## Actions to take
1 – In the article on emerging private equity managers, how much capital did first-time managers close on through the first five months of 2015, according to Palico?
2 – Continue the article on emerging private equity managers, beginning immediately after its final sentence.

## Text to read

More than three quarters of the North American LPs surveyed by Coller Capital in its recent LP survey have committed to a first-time fund since the global financial crisis, and 56 percent extended commitments to multiple debut funds. Those findings are not surprising in the context of Coller’s 2014 survey, which indicated 70 percent of North American LPs planned to make a direct commitment to a first-time fund at some point in the next two years.
Data provider Palico recently reported that first-time managers closed on $22.4 billion through the first five months of 2015, putting new GPs on track to raise more than they have in any year since the financial crisis.
Emerging manager programs, which vary in how they define “emerging” (see sidebar), have become an increasingly important strategic component of LPs’ allocations to private equity. Several major institutions, such as the New York City Retirement System and the California Public Employees’ Retirement System, continue to expand their programs even as they cull existing relationships from their portfolios.
In August, New York City re-upped $500 million to its private equity emerging manager program, doubling down on the $425 million it set aside for the strategy upon its inception in 2012. New York City plans to invest in funds managed by women and minorities, as well as GPs raising their first, second or third fund for less than $750 million.
CalPERS recently set aside up to $500 million for commitments to emerging managers who raise their first or second fund over the next five years. The $300 billion pension allocated an additional $2 billion for GPs who graduate from CalPERS’ existing emerging manager program, which is overseen by GCM Grosvenor.
Smaller LPs have also begun to focus on small, less established managers. Arkansas Teacher Retirement System recently shifted its co-investment program to bolster relationships with new GPs. Texas Municipal Retirement System, a new LP in its own right, has also indicated it is open to taking to emerging managers.
There are plenty of reasons for limited partners to carve out a portion of their allocations for an emerging manager program. Chief among them is returns. Coller found that 91 percent of debut funds equaled or outperformed the aggregate returns generated by their LPs’ private equity portfolios, according to the report.
The relative outperformance of debut funds has been true for some time. In 2012, Buyouts published data indicating the bottom-quartile, median-quartile and top-quartile internal rates of return for debut funds (3.34 percent, 10.60 percent and 18.62 percent) surpassed comparable figures for domestic buyout funds (2.43 percent, 9.4 percent and 16.15 percent).
It ain’t easy
That isn’t to say investments in emerging managers are a sure thing. Far from it, in fact.
“We have a goal that 2 percent of our $130 billion is deployed with emerging managers, and we have not been able to achieve that,” said Teacher Retirement System of Texas Director Vaughn Brock at the Pension Bridge conference in Chicago in July. “Sometimes we find excellent investors that are managers, but sometimes they spend so much time raising capital, they fail to launch.”
Many emerging GPs lack the fundamental back-office functions commonly found within large, institutionalized firms. Not having institutional-grade accounting, auditing or legal services raises serious red flags with LPs, sources tell Buyouts. It is such a big issue that New York City helps managers develop contacts with service providers and more established GPs to strengthen back-office capabilities.

## Records supplied
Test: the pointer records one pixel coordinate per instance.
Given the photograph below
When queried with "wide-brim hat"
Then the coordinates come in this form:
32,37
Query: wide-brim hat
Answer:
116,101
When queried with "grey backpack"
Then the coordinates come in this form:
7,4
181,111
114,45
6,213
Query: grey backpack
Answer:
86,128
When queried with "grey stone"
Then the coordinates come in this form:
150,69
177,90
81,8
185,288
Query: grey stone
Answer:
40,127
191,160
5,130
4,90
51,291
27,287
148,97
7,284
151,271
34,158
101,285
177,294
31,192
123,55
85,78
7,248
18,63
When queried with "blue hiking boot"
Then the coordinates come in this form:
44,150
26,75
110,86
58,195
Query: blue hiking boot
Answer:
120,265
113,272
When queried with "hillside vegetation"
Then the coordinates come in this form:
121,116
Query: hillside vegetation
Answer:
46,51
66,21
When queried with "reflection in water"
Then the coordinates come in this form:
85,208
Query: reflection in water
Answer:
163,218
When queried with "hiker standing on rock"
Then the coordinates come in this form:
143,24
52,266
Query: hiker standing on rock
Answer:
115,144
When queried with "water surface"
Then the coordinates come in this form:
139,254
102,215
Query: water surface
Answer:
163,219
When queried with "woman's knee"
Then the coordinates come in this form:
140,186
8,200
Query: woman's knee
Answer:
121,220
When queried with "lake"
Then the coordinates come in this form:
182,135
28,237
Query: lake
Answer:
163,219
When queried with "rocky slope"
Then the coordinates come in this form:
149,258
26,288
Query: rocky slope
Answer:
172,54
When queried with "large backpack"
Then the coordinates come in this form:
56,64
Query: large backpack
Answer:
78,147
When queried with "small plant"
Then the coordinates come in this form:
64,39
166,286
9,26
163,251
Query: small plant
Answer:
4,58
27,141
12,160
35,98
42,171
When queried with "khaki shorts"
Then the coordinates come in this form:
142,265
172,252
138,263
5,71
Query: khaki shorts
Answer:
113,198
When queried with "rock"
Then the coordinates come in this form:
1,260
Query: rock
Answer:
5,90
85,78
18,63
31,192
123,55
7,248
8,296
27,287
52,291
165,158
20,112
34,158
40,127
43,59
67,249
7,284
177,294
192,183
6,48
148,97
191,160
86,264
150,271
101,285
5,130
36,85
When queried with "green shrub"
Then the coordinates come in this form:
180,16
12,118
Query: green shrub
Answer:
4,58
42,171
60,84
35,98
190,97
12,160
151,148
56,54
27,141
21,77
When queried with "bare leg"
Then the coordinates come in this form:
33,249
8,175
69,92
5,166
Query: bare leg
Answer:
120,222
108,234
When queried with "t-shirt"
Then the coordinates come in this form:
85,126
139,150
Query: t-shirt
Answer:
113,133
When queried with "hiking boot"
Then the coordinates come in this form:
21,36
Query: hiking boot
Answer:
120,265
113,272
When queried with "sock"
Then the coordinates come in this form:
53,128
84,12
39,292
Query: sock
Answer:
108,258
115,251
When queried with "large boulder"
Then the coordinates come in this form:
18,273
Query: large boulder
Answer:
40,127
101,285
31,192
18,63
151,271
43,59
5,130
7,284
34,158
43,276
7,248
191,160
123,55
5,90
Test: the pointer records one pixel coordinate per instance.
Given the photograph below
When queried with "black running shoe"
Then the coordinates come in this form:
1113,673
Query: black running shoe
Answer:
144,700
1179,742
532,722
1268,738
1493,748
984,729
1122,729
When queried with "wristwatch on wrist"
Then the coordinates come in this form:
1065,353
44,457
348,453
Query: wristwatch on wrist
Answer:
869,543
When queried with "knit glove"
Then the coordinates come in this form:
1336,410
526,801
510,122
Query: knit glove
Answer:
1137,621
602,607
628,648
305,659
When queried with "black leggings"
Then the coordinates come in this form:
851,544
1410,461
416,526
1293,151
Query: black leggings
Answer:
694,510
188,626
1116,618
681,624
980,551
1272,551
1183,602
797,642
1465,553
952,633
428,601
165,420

## Task-by-task results
1 – $22.4 billion.

2 –
While speaking at the Pension Bridge conference, Paul Denning, of placement agent Denning & Company, said managers can’t use the “emerging” tag to lower LPs’ expectations, as that will almost certainly alienate investors. “I was at the dentist, and I’m looking at the dentist, and I’m thinking to myself: What if this dentist said he’s an emerging dentist?” Denning said.
Even so, new managers will likely continue to benefit as LPs seek to re-deploy the distributions their private equity portfolios have generated in today’s exit-friendly environment.
Sidebar: What exactly is an emerging manager?
Limited partners vary in their definition of what constitutes an emerging manager.
In New York City, an emerging manager can refer to women- and minority-owned firms, as well as firms raising less than $750 million for their first, second or third funds.
Kelly Williams, co-founder of Credit Suisse Customized Fund Investment Group and senior adviser to GCM Grosvenor, said at the Pension Bridge conference in July that “emerging manager” refers to sub-$1 billion funds for buyout strategies, and typically only Funds I and II.
In March, Teacher Retirement System of Texas Emerging Manager Program Director Cheryl Lynette Hines told Buyouts: “We have one of the most open definitions of what constitutes an emerging manager. Our requirement is that a manager have less than $2 billion in AUM. That’s it.”
The range in definitions can lead to some confusion. One GP at a decade old firm recently told Buyouts about an emerging manager conference he attended where, although his firm fit the formal criteria, whenever he gave his pitch, people asked some form of the question, “What are you doing here?”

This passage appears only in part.